EXERCISE GOAL — Edit the material below so that every "Segment" becomes "Outline", leaving everything else unchanged.

>> START RECORDS PROVIDED

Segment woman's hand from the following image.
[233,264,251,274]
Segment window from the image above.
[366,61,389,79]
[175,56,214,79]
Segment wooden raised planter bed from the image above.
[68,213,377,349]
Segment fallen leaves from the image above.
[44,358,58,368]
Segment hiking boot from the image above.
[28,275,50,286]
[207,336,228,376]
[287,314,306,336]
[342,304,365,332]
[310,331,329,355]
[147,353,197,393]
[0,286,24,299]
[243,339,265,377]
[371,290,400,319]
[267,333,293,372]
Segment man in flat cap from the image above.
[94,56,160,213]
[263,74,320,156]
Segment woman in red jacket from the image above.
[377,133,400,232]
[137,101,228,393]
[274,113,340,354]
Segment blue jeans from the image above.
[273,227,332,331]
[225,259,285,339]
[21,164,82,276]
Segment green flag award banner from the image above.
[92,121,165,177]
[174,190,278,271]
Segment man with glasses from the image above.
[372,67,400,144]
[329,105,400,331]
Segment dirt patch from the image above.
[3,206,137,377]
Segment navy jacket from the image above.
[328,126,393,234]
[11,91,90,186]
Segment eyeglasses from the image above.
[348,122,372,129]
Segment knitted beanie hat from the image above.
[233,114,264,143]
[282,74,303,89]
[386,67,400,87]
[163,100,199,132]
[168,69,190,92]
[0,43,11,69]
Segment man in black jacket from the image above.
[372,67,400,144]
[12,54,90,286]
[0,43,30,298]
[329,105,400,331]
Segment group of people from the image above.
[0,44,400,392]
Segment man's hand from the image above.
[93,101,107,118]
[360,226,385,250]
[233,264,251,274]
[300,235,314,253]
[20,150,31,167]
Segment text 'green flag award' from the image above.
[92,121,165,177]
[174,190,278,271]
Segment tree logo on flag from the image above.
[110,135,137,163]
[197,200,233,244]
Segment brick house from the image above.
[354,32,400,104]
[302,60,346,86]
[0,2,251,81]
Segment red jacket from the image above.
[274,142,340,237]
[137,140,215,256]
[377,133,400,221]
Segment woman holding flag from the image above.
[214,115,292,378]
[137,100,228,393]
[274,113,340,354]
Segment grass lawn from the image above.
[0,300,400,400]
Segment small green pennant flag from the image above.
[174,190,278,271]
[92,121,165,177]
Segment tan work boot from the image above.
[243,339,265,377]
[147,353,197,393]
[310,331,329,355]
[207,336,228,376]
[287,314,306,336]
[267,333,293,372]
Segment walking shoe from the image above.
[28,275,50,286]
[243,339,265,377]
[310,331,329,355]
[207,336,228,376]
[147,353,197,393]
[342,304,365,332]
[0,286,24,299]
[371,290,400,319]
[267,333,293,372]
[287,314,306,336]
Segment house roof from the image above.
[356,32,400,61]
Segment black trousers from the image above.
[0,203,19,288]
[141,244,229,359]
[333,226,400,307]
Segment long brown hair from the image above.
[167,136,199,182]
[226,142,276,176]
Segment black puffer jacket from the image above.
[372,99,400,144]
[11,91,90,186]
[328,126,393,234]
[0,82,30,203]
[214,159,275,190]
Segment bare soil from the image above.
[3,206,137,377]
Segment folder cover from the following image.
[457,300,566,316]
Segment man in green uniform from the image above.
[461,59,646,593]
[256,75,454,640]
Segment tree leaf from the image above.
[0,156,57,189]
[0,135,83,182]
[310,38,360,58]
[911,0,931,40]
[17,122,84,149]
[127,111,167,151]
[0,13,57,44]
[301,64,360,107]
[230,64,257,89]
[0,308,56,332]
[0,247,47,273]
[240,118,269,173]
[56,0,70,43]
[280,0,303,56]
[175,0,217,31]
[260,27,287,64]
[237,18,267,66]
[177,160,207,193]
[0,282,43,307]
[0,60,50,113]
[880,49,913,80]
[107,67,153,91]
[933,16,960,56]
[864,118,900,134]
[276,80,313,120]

>> END RECORDS PROVIDED

RESPONSE TO THE TASK —
Outline woman's hand from the following image.
[233,264,251,274]
Outline window from the image above.
[366,61,389,79]
[175,56,214,79]
Outline wooden raised planter bed from the image above.
[68,213,377,349]
Outline fallen leaves from the image above.
[44,358,58,368]
Outline hiking boot from the image above.
[28,275,50,286]
[207,336,228,376]
[287,314,306,336]
[342,304,365,332]
[310,331,329,355]
[147,353,197,393]
[0,286,24,299]
[243,339,265,377]
[371,290,400,319]
[267,333,293,372]
Outline man in flat cap from the image above.
[94,56,160,213]
[263,74,320,156]
Outline woman in red jacket from the image above.
[377,133,400,232]
[137,101,228,393]
[274,113,340,354]
Outline blue jeans from the image above.
[273,227,332,331]
[225,259,285,339]
[21,164,82,276]
Outline green flag award banner from the image above.
[92,121,165,177]
[174,190,278,271]
Outline man with glasses from the image above.
[372,67,400,144]
[329,105,400,331]
Outline dirt patch from the image above.
[3,206,137,377]
Outline navy jacket from the image above.
[328,126,393,234]
[11,91,90,186]
Outline eyeglasses from the image above.
[348,122,372,129]
Outline knitted beanie hat from the image above.
[233,114,264,143]
[282,74,303,89]
[386,67,400,87]
[163,100,199,132]
[168,69,190,92]
[0,43,11,69]
Outline man in black jacket from the image above.
[372,67,400,144]
[12,54,90,286]
[0,43,30,298]
[329,105,400,331]
Outline group of people from the image above.
[0,44,400,392]
Outline man's hand from the image above.
[93,101,107,118]
[360,226,385,250]
[233,264,251,274]
[300,235,314,253]
[20,150,31,167]
Outline text 'green flag award' from the image above.
[92,121,165,177]
[174,190,278,271]
Outline tree logo on flag from the image above.
[110,135,137,163]
[197,200,233,244]
Outline brick house from the image above.
[354,32,400,104]
[302,60,346,86]
[0,2,251,81]
Outline red jacket from the image above.
[274,142,340,237]
[137,140,215,256]
[377,133,400,221]
Outline woman holding flag from the image above.
[214,115,292,378]
[137,100,228,393]
[274,113,340,354]
Outline grass lawn from the image above.
[0,300,400,400]
Outline small green pennant flag from the image above.
[174,190,278,271]
[92,121,165,177]
Outline tan work boot from the image above.
[243,339,265,377]
[147,353,197,393]
[310,331,329,355]
[207,336,228,376]
[287,314,306,336]
[267,333,293,372]
Outline walking shoe from the image above.
[28,275,50,286]
[243,339,265,377]
[310,331,329,355]
[207,336,228,376]
[147,353,197,393]
[342,304,365,332]
[0,286,24,299]
[371,290,400,319]
[267,333,293,372]
[287,314,306,336]
Outline house roof from the image above.
[356,32,400,61]
Outline black trousers from the image above.
[0,203,19,288]
[141,244,229,359]
[333,226,400,307]
Outline long brown hair from the image above.
[167,136,199,182]
[226,142,276,176]
Outline black puffer jacket from the image above.
[372,99,400,144]
[11,91,90,186]
[328,126,393,234]
[0,82,30,203]
[214,159,275,190]
Outline bare soil from the image above.
[3,206,137,377]
Outline folder cover from the following image.
[457,300,566,316]
Outline man in green uniform from the image above.
[461,59,646,593]
[256,75,454,640]
Outline tree leaf from the image above.
[0,156,57,189]
[0,135,83,182]
[310,38,360,58]
[911,0,931,40]
[17,122,84,149]
[127,111,167,151]
[0,13,57,44]
[301,64,360,107]
[230,64,257,89]
[0,308,56,332]
[0,247,47,273]
[240,118,269,173]
[56,0,70,43]
[280,0,303,56]
[175,0,217,31]
[260,27,287,64]
[237,18,267,66]
[177,160,207,193]
[0,282,43,307]
[0,60,50,113]
[880,49,913,80]
[107,67,153,91]
[933,16,960,56]
[864,118,900,134]
[276,80,313,120]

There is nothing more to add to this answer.